*DOCUMENT EXTRACT*
*** Begin section ***

SUBJECT TO COMPLETION - DATED MARCH 5, 2025

 

PRELIMINARY PROSPECTUS

 

 

Southland Holdings, Inc.

 

5,942,233 Shares of Common Stock

 

The selling stockholders named in this prospectus (including their pledgees, donees, transferees, assignees, successors and other permitted transferees) (the “Selling Stockholders”) may use this prospectus to offer and resell from time to time up to 5,942,233 shares (the “Shares”) of our common stock, par value $0.0001 per share (“Common Stock”), consisting of up to (i) 3,396,233 shares of Common Stock issued to Frank S. Renda in a private placement that closed on December 27, 2024 (the “Private Placement”); (ii) 2,215,664 shares of Common Stock issued to Rudy V. Renda in the Private Placement; (iii) 219,002 shares of Common Stock issued to Tim Winn in the Private Placement; (iv) 111,334 shares of Common Stock that were issued to Cody Gallarda upon the vesting of certain Restricted Stock Units (“RSUs”). A portion of the Shares issued pursuant to certain RSUs were issued under Southland Holdings, Inc.’s 2022 Equity Incentive Plan pursuant to a registration statement on Form S-8 (File Number 333-272455), filed with the Securities and Exchange Commission (“SEC”) on June 6, 2023. Otherwise, the Shares were issued to the Selling Stockholders in reliance upon the exemption from the registration requirements in Section 4(a)(2) of the Securities Act of 1933, as amended (the “Securities Act”), and/or Regulation D promulgated thereunder.

 

We will bear the costs, fees and expenses incurred in effecting the registration of the securities covered by this prospectus, including all registration and filing fees, NYSE American, LLC listing fees and fees and expenses of our counsel and our independent registered public accounting firm. The Selling Stockholders will pay any underwriting discounts and commissions and expenses incurred by the Selling Stockholders for brokerage, accounting, tax or legal services or any other expenses incurred by the Selling Stockholders in disposing of the securities.

*** End section ***

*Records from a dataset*
*** Begin section ***

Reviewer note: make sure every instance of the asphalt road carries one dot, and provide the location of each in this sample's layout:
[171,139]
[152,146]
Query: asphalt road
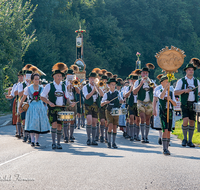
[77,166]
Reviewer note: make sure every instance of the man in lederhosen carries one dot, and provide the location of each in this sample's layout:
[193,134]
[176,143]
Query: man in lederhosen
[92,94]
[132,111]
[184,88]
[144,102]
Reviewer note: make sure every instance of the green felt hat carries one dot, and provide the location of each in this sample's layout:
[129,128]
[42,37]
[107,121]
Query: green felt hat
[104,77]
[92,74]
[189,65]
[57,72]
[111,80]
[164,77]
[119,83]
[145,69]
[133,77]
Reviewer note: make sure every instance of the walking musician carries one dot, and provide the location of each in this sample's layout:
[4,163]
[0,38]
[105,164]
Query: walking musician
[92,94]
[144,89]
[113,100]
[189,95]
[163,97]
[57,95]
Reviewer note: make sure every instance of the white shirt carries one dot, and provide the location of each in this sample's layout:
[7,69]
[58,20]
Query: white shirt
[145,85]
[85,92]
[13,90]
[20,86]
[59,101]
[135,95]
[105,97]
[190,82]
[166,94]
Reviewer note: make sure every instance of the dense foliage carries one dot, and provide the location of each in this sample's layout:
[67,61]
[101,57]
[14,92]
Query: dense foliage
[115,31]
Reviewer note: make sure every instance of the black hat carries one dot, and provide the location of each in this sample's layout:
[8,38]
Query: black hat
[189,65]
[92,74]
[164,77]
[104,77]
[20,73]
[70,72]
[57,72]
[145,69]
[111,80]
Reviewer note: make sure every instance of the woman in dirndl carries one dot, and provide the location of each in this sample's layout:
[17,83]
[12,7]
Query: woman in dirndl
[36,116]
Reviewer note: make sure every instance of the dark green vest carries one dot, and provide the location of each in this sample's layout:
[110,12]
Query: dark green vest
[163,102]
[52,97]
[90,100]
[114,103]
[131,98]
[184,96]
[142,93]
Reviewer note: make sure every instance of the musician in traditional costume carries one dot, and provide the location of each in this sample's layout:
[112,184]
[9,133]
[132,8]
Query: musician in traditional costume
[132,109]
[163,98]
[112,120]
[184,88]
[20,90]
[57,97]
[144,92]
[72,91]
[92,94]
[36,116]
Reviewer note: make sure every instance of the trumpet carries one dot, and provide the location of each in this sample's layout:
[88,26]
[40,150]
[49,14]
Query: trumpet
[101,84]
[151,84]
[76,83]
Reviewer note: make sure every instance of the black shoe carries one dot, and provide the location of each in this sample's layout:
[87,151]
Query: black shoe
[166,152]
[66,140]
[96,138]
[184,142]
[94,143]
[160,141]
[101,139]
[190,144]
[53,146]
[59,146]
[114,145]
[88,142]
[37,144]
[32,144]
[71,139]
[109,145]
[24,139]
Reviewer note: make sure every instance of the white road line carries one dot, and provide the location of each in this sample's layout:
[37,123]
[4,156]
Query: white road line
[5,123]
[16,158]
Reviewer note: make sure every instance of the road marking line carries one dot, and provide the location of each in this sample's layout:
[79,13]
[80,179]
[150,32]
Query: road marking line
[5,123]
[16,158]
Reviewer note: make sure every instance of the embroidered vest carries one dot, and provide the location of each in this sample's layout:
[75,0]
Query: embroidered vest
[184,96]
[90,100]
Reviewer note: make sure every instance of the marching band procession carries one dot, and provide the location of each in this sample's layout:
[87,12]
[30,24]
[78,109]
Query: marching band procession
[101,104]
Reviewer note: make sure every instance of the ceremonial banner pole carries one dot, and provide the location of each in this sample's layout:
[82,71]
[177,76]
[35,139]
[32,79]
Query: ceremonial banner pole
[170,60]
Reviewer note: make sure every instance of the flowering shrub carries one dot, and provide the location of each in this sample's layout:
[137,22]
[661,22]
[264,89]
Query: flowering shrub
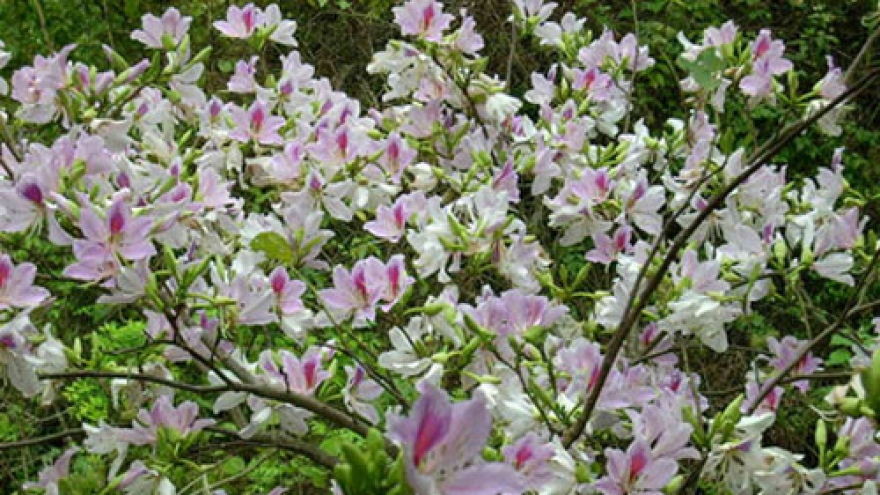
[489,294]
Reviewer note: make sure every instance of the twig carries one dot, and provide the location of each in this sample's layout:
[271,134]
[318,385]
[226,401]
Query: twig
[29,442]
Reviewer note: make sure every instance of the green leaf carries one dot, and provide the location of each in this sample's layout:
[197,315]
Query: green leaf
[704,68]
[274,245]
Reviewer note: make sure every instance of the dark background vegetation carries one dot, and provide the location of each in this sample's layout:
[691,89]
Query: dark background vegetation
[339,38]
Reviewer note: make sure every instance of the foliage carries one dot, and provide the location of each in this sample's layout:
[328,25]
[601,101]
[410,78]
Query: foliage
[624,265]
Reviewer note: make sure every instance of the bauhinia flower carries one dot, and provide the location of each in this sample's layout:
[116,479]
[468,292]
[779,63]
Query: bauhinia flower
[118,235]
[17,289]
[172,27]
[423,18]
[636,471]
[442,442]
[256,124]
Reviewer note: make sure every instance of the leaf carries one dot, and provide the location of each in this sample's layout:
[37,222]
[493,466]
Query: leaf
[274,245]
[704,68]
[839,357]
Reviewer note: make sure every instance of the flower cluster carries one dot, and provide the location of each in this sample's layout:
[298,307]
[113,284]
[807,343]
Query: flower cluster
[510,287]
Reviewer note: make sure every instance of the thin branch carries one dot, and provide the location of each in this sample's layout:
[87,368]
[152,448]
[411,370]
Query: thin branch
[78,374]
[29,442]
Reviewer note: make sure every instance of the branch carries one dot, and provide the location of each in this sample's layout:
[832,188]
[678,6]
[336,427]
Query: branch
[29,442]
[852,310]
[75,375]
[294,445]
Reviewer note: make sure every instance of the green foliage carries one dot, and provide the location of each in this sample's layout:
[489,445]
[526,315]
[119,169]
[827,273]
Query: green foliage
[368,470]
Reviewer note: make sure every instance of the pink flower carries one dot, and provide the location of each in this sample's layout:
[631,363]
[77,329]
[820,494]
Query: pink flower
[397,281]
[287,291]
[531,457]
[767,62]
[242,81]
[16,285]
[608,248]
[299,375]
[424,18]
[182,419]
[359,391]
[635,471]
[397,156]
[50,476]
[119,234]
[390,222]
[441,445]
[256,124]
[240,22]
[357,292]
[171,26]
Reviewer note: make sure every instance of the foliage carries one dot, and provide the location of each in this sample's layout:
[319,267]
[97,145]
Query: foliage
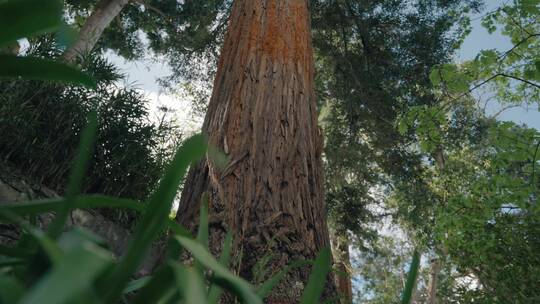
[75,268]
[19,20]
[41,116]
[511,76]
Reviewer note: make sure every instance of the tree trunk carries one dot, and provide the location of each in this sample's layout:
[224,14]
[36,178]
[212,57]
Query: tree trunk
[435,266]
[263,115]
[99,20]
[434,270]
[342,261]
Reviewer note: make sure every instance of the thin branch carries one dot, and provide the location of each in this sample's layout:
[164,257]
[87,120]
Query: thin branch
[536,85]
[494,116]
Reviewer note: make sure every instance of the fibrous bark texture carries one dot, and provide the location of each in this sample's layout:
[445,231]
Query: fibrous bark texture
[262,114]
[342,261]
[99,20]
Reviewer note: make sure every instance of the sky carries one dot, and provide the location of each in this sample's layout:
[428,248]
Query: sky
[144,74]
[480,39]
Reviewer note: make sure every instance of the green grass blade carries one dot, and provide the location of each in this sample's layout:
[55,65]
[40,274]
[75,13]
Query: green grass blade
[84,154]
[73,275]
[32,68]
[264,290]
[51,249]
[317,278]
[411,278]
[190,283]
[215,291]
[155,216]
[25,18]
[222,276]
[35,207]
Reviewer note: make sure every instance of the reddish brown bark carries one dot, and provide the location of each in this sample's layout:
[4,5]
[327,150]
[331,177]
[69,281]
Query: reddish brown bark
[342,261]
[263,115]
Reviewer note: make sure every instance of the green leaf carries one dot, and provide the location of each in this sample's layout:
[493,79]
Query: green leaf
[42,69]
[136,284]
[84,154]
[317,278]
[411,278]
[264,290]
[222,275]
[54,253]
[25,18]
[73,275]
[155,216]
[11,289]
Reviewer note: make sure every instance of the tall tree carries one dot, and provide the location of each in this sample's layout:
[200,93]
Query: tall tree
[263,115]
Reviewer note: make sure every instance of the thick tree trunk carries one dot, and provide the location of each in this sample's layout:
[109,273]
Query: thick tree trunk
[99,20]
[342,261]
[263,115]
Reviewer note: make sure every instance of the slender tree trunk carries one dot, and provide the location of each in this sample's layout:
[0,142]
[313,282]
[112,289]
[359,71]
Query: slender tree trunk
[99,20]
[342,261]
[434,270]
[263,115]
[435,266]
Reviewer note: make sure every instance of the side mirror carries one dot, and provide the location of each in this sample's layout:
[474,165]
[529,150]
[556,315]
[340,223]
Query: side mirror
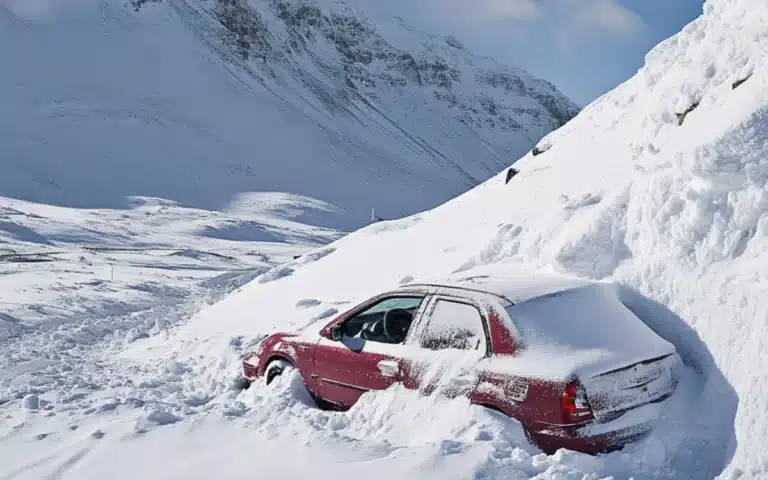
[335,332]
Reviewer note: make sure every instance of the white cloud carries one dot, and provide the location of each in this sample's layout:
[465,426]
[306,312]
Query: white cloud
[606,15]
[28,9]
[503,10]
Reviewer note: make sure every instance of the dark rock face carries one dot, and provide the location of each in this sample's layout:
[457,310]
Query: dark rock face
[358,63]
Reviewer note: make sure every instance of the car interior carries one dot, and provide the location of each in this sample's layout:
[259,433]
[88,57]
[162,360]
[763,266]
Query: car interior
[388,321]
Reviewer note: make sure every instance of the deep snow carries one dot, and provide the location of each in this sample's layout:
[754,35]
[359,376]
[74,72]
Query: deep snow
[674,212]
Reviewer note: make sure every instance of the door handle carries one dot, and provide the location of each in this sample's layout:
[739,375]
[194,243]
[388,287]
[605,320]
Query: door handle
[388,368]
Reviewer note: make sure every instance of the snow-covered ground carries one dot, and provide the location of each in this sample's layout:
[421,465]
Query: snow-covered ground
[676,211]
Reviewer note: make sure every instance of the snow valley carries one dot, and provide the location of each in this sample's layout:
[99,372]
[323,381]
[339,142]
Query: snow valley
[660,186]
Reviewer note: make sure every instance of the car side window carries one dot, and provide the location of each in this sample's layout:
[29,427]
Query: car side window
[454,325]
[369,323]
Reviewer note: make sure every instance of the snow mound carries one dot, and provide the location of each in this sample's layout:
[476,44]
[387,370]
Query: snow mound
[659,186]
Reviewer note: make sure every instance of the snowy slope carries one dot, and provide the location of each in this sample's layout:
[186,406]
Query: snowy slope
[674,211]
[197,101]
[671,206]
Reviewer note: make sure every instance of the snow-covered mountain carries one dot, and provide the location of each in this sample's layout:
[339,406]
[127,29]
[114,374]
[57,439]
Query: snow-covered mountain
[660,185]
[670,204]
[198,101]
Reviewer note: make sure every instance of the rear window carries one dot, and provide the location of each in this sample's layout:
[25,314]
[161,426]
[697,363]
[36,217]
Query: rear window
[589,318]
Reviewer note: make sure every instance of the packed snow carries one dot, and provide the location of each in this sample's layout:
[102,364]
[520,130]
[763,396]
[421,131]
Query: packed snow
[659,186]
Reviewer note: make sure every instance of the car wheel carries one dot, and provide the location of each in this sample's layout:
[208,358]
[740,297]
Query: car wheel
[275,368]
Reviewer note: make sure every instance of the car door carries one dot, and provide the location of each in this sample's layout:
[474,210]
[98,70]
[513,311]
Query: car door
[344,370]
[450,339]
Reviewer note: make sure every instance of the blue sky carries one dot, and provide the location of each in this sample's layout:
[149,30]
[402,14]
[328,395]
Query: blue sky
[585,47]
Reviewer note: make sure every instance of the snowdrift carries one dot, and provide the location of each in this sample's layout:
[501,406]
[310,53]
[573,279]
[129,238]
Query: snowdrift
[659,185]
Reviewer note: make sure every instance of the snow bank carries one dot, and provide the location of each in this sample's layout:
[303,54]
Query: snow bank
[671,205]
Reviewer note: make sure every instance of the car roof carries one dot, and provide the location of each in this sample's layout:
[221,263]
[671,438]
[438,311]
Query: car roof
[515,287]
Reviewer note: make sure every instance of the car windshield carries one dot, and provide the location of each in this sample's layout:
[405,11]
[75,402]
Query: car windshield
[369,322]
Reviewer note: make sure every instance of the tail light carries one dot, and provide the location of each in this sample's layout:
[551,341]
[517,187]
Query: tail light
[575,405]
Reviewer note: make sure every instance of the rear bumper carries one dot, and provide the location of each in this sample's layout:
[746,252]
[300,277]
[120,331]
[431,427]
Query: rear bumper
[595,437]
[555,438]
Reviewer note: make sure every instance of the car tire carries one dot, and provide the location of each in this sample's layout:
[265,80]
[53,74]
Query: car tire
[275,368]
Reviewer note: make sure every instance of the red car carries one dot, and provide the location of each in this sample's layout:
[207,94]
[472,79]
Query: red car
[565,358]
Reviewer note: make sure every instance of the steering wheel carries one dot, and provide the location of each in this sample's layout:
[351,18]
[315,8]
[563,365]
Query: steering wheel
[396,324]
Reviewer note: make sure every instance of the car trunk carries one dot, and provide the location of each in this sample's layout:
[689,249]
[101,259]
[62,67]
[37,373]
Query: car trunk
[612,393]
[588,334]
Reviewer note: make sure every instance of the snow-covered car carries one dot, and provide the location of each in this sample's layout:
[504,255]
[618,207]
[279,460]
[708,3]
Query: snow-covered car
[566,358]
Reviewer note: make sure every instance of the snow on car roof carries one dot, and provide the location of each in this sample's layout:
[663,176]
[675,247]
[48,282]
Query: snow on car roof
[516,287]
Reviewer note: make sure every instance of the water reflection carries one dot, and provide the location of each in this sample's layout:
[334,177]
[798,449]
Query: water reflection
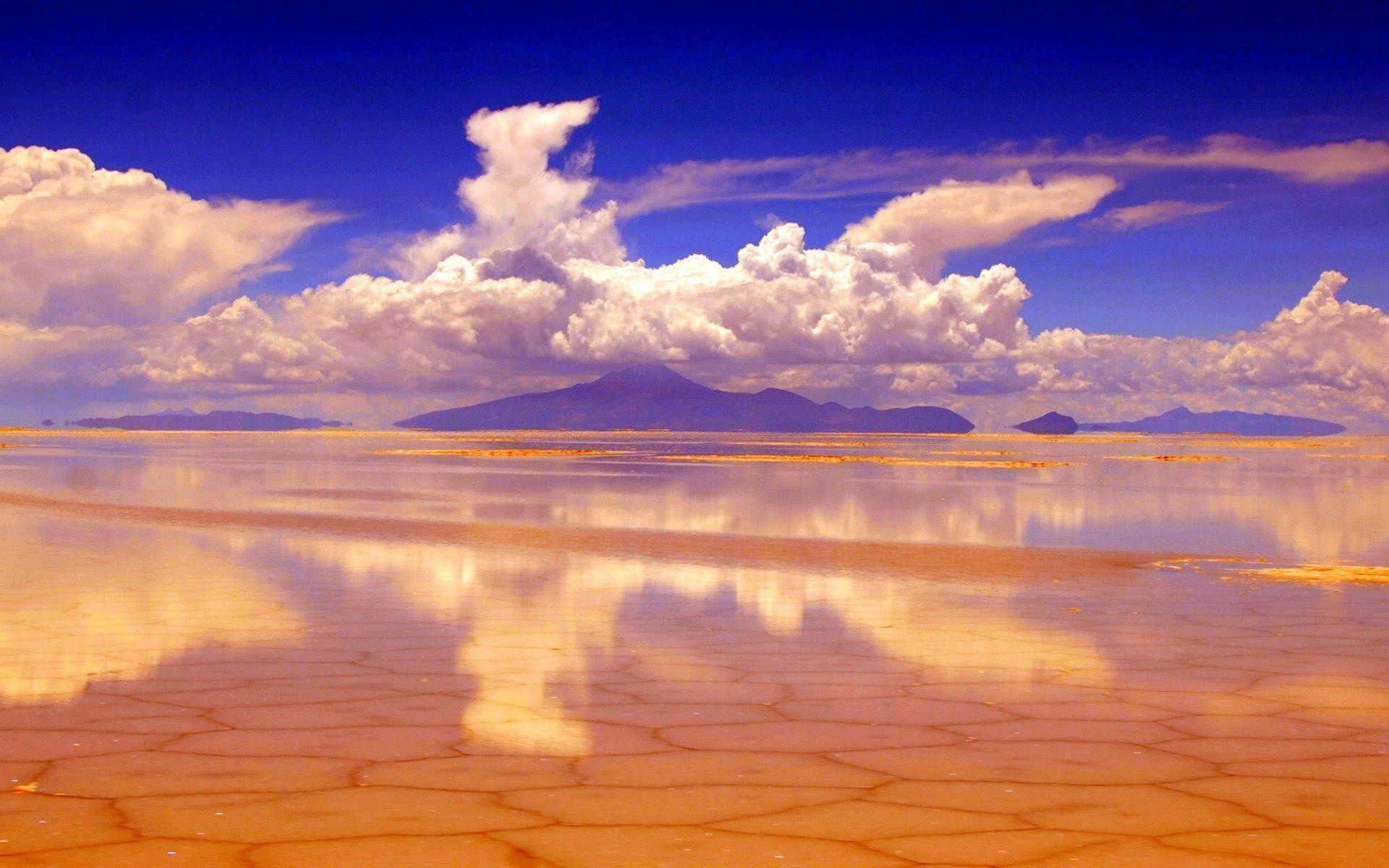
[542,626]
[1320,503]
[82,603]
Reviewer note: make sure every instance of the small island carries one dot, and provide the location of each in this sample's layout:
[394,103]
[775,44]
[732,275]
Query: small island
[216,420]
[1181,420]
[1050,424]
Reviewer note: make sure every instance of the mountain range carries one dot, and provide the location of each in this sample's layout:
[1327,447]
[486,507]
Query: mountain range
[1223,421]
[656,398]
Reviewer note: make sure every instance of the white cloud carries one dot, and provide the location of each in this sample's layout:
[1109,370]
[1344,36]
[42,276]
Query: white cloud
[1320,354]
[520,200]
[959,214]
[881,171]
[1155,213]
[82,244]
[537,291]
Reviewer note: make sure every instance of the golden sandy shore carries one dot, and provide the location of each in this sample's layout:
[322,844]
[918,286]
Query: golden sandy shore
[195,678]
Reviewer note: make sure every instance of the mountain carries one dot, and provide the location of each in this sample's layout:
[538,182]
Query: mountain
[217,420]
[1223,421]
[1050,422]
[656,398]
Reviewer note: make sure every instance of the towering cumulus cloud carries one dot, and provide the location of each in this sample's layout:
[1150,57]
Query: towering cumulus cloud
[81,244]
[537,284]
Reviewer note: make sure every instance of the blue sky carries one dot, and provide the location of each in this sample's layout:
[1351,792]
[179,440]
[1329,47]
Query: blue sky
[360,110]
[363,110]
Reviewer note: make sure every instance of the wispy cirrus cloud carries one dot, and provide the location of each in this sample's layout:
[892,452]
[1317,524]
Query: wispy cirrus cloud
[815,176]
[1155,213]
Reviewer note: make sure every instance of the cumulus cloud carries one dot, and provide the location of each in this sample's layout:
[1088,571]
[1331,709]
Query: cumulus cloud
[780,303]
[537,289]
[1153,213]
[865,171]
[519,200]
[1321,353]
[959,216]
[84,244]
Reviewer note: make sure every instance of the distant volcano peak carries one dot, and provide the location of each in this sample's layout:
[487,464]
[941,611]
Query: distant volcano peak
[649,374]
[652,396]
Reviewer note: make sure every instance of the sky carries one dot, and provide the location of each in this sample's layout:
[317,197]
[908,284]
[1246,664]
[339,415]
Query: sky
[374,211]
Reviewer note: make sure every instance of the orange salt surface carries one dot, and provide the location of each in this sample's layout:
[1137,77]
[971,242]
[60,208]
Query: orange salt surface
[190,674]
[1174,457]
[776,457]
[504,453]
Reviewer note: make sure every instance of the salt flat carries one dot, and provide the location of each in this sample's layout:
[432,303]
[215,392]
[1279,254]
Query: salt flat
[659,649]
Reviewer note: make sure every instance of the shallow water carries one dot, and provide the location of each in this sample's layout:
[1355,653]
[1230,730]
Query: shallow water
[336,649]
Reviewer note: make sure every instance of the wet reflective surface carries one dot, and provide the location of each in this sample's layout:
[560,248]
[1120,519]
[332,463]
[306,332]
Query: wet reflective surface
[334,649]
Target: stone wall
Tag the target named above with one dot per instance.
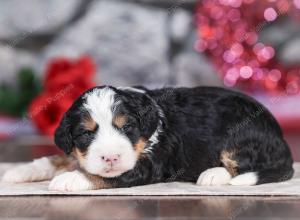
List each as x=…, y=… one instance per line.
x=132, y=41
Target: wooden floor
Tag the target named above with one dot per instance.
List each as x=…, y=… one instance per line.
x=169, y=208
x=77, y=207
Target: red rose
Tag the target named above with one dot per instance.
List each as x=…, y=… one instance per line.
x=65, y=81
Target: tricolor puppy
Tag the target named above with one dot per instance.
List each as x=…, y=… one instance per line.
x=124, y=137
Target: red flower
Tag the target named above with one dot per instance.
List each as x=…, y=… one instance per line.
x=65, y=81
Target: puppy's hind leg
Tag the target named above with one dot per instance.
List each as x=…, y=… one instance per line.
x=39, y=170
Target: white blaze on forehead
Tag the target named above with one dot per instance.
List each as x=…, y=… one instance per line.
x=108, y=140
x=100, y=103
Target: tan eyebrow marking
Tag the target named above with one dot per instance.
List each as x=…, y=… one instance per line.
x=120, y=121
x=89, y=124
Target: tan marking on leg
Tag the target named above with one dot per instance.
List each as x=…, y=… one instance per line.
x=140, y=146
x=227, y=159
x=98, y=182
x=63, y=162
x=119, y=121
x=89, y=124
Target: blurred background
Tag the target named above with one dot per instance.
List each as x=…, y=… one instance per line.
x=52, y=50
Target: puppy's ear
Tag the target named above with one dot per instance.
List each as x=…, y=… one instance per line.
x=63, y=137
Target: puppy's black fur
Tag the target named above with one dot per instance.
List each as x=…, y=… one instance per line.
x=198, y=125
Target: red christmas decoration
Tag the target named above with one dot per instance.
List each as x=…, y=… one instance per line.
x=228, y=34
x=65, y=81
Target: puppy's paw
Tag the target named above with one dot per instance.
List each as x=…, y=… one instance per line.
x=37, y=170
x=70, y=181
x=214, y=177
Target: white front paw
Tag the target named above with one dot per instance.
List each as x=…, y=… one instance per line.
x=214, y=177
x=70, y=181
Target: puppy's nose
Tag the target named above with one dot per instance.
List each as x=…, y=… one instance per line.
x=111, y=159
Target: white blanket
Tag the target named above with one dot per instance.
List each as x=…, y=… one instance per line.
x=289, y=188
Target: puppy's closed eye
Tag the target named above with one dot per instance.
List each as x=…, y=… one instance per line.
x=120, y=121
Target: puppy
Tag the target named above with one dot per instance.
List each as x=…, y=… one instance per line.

*** End section ***

*TASKS AND EXERCISES*
a. Using the Southland Holdings prospectus, state whether each statement agrees with it, answering yes or no and quoting the words that decide it: (i) The Private Placement closed on December 27, 2024. (ii) The Selling Stockholders pay the registration and filing fees. (iii) Rudy V. Renda was issued 3,396,233 shares in the Private Placement.
b. From the Southland Holdings prospectus, extract the stretch from "We will bear" through "of the securities.".

*RESPONSES BY ITEM NUMBER*
a.
(i) Yes: "a private placement that closed on December 27, 2024"
(ii) No: "We will bear the costs, fees and expenses incurred in effecting the registration of the securities covered by this prospectus, including all registration and filing fees"
(iii) No: "2,215,664 shares of Common Stock issued to Rudy V. Renda in the Private Placement"

b.
We will bear the costs, fees and expenses incurred in effecting the registration of the securities covered by this prospectus, including all registration and filing fees, NYSE American, LLC listing fees and fees and expenses of our counsel and our independent registered public accounting firm. The Selling Stockholders will pay any underwriting discounts and commissions and expenses incurred by the Selling Stockholders for brokerage, accounting, tax or legal services or any other expenses incurred by the Selling Stockholders in disposing of the securities.